(Entries from a point annotation set)
==*==

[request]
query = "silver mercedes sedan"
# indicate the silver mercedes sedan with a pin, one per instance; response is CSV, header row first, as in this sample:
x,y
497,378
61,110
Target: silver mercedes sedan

==*==

Update the rows by changing each "sedan" to "hatchback", keeping everything else the same.

§ **Result below**
[request]
query = "silver mercedes hatchback"
# indicate the silver mercedes hatchback with a pin, one per instance; response is CSV, header row first, as in this sample:
x,y
497,378
61,110
Target: silver mercedes hatchback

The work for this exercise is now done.